PROBLEM TO WORK ON:
Reproduce the records that follow exactly as they appear.

Collected data
*** Begin section ***

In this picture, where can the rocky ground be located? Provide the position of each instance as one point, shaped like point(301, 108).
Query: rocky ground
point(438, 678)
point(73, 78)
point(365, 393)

*** End section ***

SOLUTION TO THE EXERCISE:
In this picture, where can the rocky ground be located? Provide the position of each instance as one point, shaped like point(301, 108).
Query: rocky ground
point(438, 678)
point(73, 78)
point(365, 393)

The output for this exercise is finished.